- **GOAL**
Render this sentence from the SMiLE essay in Spanish: "Van Dyke noted that the inspiration came from a deck of cards and Frank Holmes noted the C.C. Ryder connection."

- **SELECTED TEXT**

>> Begin

Let’s take the “Bicycle Rider” thing. Jules Siegel called the music “cold” and Brian spoke to Paul Williams about the history of the bicycle. Van Dyke noted that the inspiration came from a deck of cards and Frank Holmes noted the C.C. Ryder connection. Fans of psychedelic music note the use of bicycle imagery in that genre’s offerings and LSD fans note Albert Hoffman’s first intentional ingesting of the compound involved a bicycle ride. I could go on but the point is that I’m getting pretty confused. I think it’s time to whip out “the phrase” (remember it’s “mysteries full of meaning”).

Okay, so obviously “Bicycle Rider” is “full of meaning” right? There’s a whole heck of a lot of meaning there...maybe too much. But it doesn't matter. The explanation is simple and easy. “Bicycle Rider” is a mystery full of meaning. Done.

Let’s see. Is there a SMiLE track that ISN’T a mystery full of meaning????

Here’s one (maybe)… “Heroes And Villains (intro)” from the Good Vibrations 30 Years box set. Let’s even forget the bit about how this music ends up with “Mrs. O’Leary’s Cow” instead of “Heroes And Villains” on Brian Wilson Presents SMiLE.  Let’s just take the music. Okay, what does it mean? Uh. Dang, I have no freakin’ idea. So it’s a mystery and it probably has some meaning attached to it somehow…maybe for Brian. The music reminds me of when I was a kid you’d go out to the backyard and look up at the sky and spin around till you got dizzy and collapsed. There’s some meaning for me. Hey, “the phrase” works!

Frank Holmes had some similar personal recollections enter into his explanations of his SMiLE art. That worms behind the curtain thing was a reference that only Frank got. It was based, in part, on a Van Dyke Park’s lyric that probably had meaning for Van Dyke. Heck, wait, I seem to recall Van Dyke once stating that his SMiLE lyrics had meaning for him (“him” meaning Van Dyke Parks). 

So you can see that if Brian’s music has meaning (remember Brian’s quote about people “getting the music”? If you are gonna “get it” you’re gonna “get” the meaning right?) and Van Dyke Park’s lyrics have meaning and Frank Holmes’ groovy SMiLE drawings have meaning (dig Franks’ ‘splaining at the back of Dom Priore’s latest SMiLE book) then the whole SMiLE album is totally FULL of MEANING!!!

All hail “the phrase” (remember it’s “mysteries full of meaning”)!

And the whole SMiLE album, even after Brian Wilson Presents SMiLE, STILL comes across as one big mystery full of little mysteries. I mean that’s what has been causing all my SMiLE based frustrations in the first place. All those books and articles and videos and DVDs ‘splaining stuff to me and giving me headaches are all messed up because they never can explain it all. Never.

They aren’t using “the phrase.” They aren’t saying, “hey Bill, SMiLE is one big mystery full of meaning.” And they are most certainly not saying that SMiLE is INTENTIONALLY a mystery full of meaning. They most certainly aren’t saying that.

But brothers and sisters the amazing power of those magic four words should not be overlooked. They’ll set you free. Use their power for good. Finally you can explain SMiLE and end up in a hang-up free zone.

>> End

- **PROVIDED DATA**
>> Begin

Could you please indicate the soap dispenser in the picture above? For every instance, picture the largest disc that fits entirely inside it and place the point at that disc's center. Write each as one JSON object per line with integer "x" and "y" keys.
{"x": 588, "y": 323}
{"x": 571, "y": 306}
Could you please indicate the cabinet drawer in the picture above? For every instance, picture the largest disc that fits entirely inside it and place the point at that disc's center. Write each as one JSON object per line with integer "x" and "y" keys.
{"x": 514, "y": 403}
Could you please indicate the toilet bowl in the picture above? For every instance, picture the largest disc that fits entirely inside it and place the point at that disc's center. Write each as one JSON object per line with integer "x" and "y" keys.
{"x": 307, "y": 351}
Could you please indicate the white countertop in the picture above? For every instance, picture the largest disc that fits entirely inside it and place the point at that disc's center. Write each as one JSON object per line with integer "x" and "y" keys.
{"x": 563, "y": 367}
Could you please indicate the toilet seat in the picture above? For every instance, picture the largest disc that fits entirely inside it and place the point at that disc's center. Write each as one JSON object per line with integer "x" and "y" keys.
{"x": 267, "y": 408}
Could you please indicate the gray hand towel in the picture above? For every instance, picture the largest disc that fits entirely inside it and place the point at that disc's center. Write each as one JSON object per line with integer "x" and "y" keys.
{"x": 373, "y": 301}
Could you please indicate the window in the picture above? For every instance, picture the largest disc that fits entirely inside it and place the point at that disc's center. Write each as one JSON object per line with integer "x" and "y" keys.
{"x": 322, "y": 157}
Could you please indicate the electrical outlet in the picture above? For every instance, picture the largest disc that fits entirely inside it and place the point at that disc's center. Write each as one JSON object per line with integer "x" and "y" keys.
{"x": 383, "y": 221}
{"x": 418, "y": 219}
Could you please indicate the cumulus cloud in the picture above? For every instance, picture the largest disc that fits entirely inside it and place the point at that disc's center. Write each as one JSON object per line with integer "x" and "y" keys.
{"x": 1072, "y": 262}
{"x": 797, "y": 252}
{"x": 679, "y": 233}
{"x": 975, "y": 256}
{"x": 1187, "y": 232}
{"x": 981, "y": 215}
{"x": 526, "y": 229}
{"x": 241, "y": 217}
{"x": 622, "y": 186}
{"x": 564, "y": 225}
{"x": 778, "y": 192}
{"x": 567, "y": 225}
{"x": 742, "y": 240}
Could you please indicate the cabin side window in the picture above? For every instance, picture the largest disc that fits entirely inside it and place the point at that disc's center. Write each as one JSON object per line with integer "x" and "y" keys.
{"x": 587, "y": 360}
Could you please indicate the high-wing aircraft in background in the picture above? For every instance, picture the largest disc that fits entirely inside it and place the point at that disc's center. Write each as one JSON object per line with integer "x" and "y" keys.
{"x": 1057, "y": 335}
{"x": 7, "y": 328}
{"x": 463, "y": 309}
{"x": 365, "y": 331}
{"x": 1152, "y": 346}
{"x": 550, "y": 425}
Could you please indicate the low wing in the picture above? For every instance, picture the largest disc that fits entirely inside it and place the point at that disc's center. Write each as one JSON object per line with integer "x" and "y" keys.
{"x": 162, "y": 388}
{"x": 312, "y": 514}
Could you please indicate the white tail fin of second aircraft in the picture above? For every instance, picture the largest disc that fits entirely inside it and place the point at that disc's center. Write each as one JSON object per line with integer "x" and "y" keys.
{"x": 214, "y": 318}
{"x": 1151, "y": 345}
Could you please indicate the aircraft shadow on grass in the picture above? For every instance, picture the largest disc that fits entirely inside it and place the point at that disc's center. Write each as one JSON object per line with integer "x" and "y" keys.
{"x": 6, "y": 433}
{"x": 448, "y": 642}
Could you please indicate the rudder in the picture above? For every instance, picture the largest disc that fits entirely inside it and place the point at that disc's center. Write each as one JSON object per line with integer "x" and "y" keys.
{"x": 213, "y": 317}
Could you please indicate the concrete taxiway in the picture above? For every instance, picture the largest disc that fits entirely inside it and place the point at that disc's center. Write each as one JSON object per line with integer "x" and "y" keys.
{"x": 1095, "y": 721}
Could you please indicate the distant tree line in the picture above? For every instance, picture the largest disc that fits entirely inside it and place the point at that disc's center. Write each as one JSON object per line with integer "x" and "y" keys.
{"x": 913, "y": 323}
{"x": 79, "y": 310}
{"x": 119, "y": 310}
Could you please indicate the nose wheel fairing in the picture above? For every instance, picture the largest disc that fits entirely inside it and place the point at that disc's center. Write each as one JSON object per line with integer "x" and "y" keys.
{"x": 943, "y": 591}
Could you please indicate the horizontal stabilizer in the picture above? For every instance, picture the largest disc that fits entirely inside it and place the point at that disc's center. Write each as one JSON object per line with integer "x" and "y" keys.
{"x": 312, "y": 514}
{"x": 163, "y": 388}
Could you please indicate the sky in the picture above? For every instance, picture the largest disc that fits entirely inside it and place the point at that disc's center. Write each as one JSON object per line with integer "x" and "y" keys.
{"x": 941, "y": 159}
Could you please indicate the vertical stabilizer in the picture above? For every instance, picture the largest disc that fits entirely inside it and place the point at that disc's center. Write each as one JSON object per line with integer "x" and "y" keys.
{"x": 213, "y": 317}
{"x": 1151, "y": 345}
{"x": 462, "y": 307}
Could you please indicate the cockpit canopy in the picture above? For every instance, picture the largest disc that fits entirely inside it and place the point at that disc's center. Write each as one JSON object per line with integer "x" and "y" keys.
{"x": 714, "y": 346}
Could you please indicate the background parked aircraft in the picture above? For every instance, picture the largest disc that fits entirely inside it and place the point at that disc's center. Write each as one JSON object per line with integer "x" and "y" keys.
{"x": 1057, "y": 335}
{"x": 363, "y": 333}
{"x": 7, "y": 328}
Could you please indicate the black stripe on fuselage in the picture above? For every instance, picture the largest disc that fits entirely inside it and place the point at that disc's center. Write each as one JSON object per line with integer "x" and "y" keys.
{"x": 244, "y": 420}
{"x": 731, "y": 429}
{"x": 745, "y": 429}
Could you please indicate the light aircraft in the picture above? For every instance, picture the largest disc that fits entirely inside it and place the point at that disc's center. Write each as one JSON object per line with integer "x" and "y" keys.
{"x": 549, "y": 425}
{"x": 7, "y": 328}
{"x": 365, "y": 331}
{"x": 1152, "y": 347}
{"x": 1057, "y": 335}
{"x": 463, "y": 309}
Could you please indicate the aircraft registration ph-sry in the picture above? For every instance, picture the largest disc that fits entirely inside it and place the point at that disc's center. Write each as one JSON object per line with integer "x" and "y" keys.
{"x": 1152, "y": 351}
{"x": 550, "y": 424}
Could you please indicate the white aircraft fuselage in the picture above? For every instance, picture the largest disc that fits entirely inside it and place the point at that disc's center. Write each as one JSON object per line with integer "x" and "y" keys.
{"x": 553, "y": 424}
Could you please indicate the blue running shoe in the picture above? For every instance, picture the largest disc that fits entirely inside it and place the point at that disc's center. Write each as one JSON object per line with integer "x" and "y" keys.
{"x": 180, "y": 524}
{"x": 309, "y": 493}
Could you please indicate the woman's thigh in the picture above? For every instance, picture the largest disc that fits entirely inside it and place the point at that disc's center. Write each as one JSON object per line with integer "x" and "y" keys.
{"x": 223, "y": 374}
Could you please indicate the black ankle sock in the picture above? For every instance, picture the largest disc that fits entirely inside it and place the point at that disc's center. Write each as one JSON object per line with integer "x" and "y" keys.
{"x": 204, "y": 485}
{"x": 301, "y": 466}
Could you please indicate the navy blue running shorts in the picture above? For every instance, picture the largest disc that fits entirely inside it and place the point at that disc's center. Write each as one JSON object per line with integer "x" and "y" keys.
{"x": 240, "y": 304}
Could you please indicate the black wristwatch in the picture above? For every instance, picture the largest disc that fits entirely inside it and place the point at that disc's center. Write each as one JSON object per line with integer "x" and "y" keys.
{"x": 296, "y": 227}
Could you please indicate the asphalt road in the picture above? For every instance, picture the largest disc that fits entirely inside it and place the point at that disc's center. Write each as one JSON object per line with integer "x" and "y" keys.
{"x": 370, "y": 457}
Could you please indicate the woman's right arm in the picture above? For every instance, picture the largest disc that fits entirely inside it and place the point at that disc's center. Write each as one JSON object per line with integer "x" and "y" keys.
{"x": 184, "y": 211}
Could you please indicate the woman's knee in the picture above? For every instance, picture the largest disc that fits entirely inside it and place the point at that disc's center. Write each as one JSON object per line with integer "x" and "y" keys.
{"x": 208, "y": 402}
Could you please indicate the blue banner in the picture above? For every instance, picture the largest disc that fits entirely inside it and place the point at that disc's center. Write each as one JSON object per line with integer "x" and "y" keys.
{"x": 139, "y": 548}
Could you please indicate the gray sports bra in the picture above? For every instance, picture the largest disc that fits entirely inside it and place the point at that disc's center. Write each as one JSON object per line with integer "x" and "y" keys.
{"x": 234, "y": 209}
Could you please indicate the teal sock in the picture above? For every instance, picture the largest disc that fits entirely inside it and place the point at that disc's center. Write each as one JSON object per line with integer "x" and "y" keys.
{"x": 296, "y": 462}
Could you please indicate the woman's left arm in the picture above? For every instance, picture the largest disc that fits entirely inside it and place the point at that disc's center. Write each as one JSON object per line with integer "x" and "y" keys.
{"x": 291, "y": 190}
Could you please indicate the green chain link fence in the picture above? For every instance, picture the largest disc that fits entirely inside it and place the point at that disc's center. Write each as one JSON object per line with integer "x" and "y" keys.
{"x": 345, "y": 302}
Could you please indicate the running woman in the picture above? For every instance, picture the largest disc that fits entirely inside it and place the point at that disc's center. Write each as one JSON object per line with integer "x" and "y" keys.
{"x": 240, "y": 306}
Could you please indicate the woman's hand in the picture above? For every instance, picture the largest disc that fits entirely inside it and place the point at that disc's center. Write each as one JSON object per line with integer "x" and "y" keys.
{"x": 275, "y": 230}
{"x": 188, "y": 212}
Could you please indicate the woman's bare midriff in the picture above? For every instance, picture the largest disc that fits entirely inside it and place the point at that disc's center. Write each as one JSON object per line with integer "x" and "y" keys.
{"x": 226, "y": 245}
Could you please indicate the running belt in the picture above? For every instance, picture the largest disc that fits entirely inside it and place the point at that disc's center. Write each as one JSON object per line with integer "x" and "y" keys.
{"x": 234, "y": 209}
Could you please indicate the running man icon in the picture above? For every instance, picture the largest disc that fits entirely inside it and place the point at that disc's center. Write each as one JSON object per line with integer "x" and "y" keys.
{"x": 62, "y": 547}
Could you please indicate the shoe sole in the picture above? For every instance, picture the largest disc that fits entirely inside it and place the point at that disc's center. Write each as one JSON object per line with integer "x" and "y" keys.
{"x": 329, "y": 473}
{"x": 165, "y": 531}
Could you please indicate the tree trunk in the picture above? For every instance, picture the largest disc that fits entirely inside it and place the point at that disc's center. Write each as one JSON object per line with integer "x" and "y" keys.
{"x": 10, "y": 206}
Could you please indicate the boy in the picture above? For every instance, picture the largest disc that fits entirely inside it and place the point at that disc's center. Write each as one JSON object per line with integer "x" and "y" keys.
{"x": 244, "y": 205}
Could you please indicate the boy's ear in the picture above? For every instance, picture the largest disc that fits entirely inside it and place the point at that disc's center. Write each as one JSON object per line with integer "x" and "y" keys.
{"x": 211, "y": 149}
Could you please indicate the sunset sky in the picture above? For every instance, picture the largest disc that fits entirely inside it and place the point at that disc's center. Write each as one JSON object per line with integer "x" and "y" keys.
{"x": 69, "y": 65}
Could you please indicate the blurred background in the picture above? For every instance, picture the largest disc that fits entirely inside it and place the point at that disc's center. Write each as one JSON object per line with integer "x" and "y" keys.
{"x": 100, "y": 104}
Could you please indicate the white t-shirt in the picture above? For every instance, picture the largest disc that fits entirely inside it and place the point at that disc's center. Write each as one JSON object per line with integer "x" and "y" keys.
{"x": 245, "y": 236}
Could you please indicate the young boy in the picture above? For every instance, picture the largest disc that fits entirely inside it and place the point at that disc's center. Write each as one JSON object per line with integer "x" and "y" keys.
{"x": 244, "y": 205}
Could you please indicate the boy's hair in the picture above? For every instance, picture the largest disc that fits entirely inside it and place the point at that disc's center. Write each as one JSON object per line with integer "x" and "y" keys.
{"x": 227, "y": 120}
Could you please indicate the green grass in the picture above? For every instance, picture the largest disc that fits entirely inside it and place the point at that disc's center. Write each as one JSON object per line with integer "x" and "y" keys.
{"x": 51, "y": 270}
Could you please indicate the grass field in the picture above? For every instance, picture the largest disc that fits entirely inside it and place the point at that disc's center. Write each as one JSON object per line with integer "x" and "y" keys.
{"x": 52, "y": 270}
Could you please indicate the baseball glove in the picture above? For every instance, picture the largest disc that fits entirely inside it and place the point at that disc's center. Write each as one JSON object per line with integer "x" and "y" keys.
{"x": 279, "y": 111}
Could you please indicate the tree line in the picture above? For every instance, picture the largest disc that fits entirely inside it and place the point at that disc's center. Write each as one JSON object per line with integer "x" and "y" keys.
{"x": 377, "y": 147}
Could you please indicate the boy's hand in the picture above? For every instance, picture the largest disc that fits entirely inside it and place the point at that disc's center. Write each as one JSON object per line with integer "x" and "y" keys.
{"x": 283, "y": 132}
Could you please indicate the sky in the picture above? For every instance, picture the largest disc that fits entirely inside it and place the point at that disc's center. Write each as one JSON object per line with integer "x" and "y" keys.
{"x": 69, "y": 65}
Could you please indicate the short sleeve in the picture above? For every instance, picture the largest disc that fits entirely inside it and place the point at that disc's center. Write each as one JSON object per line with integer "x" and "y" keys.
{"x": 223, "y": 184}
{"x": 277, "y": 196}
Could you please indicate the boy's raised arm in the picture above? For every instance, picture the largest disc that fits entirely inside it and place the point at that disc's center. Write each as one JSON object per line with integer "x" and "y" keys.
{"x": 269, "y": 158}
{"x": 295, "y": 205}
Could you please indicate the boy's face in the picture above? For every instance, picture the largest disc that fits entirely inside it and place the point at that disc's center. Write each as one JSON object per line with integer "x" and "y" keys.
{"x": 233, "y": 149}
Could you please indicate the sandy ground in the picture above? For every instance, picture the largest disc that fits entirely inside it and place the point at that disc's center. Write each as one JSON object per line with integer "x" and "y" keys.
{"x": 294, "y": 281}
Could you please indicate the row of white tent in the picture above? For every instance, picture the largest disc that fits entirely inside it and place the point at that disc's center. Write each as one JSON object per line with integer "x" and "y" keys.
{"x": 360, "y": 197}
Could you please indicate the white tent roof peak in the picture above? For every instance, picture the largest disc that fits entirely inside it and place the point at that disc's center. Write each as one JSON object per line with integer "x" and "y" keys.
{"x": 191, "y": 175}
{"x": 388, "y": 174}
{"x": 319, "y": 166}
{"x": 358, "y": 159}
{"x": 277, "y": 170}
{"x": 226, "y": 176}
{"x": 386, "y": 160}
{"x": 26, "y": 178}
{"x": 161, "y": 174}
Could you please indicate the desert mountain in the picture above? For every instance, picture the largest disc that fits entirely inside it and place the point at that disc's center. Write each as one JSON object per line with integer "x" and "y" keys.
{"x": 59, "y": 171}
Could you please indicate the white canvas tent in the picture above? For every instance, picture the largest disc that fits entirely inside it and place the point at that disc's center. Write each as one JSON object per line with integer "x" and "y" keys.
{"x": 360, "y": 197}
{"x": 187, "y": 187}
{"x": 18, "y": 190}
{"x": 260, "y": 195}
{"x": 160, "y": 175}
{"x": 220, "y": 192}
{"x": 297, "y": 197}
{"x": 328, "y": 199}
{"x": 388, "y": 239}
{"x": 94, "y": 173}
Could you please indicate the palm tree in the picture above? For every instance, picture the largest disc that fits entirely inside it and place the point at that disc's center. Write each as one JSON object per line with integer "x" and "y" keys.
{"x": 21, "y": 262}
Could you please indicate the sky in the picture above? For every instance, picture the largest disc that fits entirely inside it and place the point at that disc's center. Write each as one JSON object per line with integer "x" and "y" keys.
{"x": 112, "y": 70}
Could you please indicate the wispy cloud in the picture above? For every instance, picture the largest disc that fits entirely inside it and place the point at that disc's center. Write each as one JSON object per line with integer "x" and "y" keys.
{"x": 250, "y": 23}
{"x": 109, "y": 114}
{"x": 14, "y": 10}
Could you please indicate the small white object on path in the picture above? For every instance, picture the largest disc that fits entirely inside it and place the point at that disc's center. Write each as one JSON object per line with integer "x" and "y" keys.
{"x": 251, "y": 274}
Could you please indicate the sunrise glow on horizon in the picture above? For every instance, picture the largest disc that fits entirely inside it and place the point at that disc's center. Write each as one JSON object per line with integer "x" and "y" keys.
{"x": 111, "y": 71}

>> End

- **OUTPUT FOR THIS TASK**
Van Dyke señaló que la inspiración vino de una baraja de cartas y Frank Holmes señaló la conexión con C.C. Ryder.